[What you will do]:
Could you set down every record below exactly as it appears?

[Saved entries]
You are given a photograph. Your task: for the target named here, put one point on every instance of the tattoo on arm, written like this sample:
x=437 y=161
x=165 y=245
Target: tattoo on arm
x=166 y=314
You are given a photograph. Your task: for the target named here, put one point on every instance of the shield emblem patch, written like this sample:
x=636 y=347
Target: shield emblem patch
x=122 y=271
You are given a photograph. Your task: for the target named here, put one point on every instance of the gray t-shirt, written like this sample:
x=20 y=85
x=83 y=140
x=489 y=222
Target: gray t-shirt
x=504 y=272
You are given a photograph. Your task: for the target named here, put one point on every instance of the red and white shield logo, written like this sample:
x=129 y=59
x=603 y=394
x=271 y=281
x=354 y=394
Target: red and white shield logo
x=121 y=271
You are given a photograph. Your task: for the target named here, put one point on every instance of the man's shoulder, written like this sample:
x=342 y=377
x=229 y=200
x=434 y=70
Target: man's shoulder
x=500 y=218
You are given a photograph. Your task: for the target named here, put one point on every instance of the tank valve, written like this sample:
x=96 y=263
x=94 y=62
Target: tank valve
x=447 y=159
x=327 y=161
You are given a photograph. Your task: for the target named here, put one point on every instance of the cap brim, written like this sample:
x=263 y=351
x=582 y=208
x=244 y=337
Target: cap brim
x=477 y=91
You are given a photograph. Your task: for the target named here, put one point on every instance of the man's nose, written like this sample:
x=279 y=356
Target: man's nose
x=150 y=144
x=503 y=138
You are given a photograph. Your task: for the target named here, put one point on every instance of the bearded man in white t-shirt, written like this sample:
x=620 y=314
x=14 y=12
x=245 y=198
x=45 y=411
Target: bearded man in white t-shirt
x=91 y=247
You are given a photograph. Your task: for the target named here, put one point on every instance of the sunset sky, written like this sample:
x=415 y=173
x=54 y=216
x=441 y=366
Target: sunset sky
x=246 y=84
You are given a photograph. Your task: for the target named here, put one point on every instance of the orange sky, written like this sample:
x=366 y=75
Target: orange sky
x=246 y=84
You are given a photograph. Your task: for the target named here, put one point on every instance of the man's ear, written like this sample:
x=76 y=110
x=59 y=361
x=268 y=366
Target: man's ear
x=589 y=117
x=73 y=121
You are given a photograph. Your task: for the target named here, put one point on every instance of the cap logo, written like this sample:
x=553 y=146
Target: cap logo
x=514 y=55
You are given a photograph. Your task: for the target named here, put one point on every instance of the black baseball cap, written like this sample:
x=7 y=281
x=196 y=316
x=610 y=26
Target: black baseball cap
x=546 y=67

[Reply to the exercise]:
You are given a photograph. Your task: for the target named here, put one point on every instance of the tattoo on arm, written like this sample:
x=437 y=161
x=165 y=245
Target: tattoo on arm
x=166 y=314
You are given a photograph. Your task: for the target named here, put one point on every instance of the shield emblem patch, written like this sample:
x=636 y=347
Target: shield emblem patch
x=122 y=271
You are given a photograph. Your task: for the target named here, put one point on every instance of the gray t-shirt, written like this sample:
x=20 y=85
x=83 y=140
x=489 y=222
Target: gray t-shirt
x=504 y=272
You are given a photograph. Your task: for the target named here, put one point on every instance of the red and white shield logo, written like this sample:
x=129 y=59
x=603 y=394
x=271 y=281
x=354 y=394
Target: red and white shield logo
x=121 y=271
You are given a photograph. Your task: for the target named here, put one point on every instance of the man's shoulder, written like this sample:
x=342 y=377
x=229 y=200
x=434 y=70
Target: man's shoulder
x=500 y=218
You are given a photograph. Your task: for the target named here, put one point on every instance of the tank valve, written like this sample:
x=96 y=263
x=94 y=62
Target: tank valve
x=447 y=159
x=327 y=161
You are given a photograph. Your task: for the target named here, put one point on every instance of the cap brim, written like this sample:
x=263 y=351
x=582 y=208
x=244 y=337
Target: cap brim
x=477 y=91
You are given a photograph. Your task: for the target named here, put one point on every instance of the man's nose, written like this sample:
x=279 y=356
Target: man's nose
x=150 y=144
x=503 y=138
You are given a photograph. Your task: for the target named here, put one point on every instance of the bearded man in white t-shirt, written like this sample:
x=620 y=314
x=14 y=12
x=245 y=198
x=45 y=411
Target: bearded man in white t-shirt
x=91 y=247
You are given a photograph. Your task: for the target named here, put one point on every instance of the sunset sky, written like this sample:
x=415 y=173
x=54 y=216
x=441 y=366
Target: sunset sky
x=246 y=84
You are given a photograph. Your task: for the target named here, put one point on every instance of the orange sky, written like this sample:
x=366 y=75
Target: orange sky
x=246 y=84
You are given a photograph. Your task: for the target named here, put one point on every instance of the man's ear, written like this sample:
x=76 y=110
x=59 y=361
x=268 y=366
Target: man's ear
x=589 y=117
x=73 y=121
You are given a photograph. Your task: for the target named here, put one point on every instance of the cap logo, written like this sample:
x=553 y=146
Target: cap logo
x=514 y=55
You are given a photograph. Your task: for the target named here, put one point on every instance of the black baseball cap, written like this sample:
x=7 y=281
x=196 y=316
x=610 y=26
Target: black baseball cap
x=546 y=67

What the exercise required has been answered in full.